The problem: Rewrite every line of the records below as a numbered list, skipping any blank lines.

Data provided:
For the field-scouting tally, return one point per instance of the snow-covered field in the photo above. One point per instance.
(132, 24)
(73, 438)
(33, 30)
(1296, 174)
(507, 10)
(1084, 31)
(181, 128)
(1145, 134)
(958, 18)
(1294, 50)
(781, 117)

Reply to the task:
1. For the field-scouting tally, return one point per instance of the snow-covered field in the photo above. One point per instance.
2. (132, 24)
3. (73, 438)
4. (33, 30)
5. (1296, 174)
6. (507, 10)
7. (1084, 31)
8. (181, 128)
9. (1145, 134)
10. (958, 18)
11. (1294, 50)
12. (781, 117)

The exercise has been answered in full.